> [Stated problem a]: Please tally the lines in the entries that contain the word "each" and give only that number.

> [Passage]:
START
You can see all available config directives with the command dgenerate --directives-help, providing this option with a name, or multiple names such as: dgenerate --directives-help save_modules use_modules will print the documentation for the specified directives. The backslash may be omitted. This option is also available as the config directive \directives_help.

Example output:

Available config directives:

    "\help"
    "\templates_help"
    "\directives_help"
    "\functions_help"
    "\image_processor_help"
    "\clear_model_cache"
    "\clear_pipeline_cache"
    "\clear_unet_cache"
    "\clear_vae_cache"
    "\clear_control_net_cache"
    "\save_modules"
    "\use_modules"
    "\clear_modules"
    "\gen_seeds"
    "\pwd"
    "\ls"
    "\cd"
    "\pushd"
    "\popd"
    "\exec"
    "\mv"
    "\cp"
    "\mkdir"
    "\rmdir"
    "\rm"
    "\exit"
    "\image_process"
    "\import_plugins"
    "\set"
    "\sete"
    "\setp"
    "\unset"
    "\print"
    "\echo"

Here are examples of other available directives such as \set, \setp, and \print as well as some basic Jinja2 templating usage. This example also covers the usage and purpose of \save_modules for saving and reusing pipeline modules such as VAEs etc. outside of relying on the caching system.

#! dgenerate 3.5.1

# You can define your own template variables with the \set directive
# the \set directive does not do any shell args parsing on its value
# operand, meaning the quotes will be in the string that is assigned
# to the variable my_prompt

\set my_prompt "an astronaut riding a horse; bad quality"

# If your variable is long you can use continuation, note that
# continuation replaces newlines and surrounding whitespace
# with a single space

\set my_prompt "my very very very very very very very \
                very very very very very very very very \
                long long long long long prompt"

# You can print to the console with templating using the \print directive
# for debugging purposes

\print {{ my_prompt }}


# The \setp directive can be used to define python literal template variables

\setp my_list [1, 2, 3, 4]

\print {{ my_list | join(' ') }}


# Literals defined by \setp can reference other template variables by name.
# the following creates a nested list

\setp my_list [1, 2, my_list, 4]

\print {{ my_list }}


# \setp can evaluate template functions

\setp directory_content glob.glob('*')

\setp current_directory cwd()


# the \gen_seeds directive can be used to store a list of
# random seed integers into a template variable.
# (they are strings for convenience)

\gen_seeds my_seeds 10

\print {{ my_seeds | join(' ') }}


# An invocation sets various template variables related to its
# execution once it is finished running

stabilityai/stable-diffusion-2-1 --prompts {{ my_prompt }} --gen-seeds 5


# Print a quoted filename of the last image produced by the last invocation
# This could potentially be passed to --image-seeds of the next invocation
# If you wanted to run another pass over the last image that was produced

\print {{ quote(last(last_images)) }}

# you can also get the first image easily with the function "first"

\print {{ quote(first(last_images)) }}


# if you want to append a mask image file name

\print "{{ last(last_images) }};my-mask.png"
END
> [Stated problem b]:
Answer these from the passage on dgenerate directives:
(i) Which command-line option prints the available config directives?
(ii) What does continuation replace newlines and surrounding whitespace with?
(iii) Which directive stores a list of random seed integers in a template variable?

> [Recorded data]:
START
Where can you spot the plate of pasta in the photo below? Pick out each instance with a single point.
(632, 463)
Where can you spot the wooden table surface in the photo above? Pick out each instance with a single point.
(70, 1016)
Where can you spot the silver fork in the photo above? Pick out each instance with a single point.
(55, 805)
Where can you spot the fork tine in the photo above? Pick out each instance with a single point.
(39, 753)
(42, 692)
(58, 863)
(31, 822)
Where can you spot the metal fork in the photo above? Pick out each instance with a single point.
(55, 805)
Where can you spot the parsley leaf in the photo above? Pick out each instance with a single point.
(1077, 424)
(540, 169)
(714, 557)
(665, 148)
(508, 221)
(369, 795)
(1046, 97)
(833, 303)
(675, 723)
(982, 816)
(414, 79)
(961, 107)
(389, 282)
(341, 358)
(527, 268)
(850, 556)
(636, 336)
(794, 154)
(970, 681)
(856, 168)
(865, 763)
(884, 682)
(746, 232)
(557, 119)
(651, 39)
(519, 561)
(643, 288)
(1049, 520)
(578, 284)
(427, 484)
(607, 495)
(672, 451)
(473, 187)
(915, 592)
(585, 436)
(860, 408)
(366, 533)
END
> [Right answer a]: 6

> [Right answer b]:
(i) --directives-help
(ii) A single space
(iii) \gen_seeds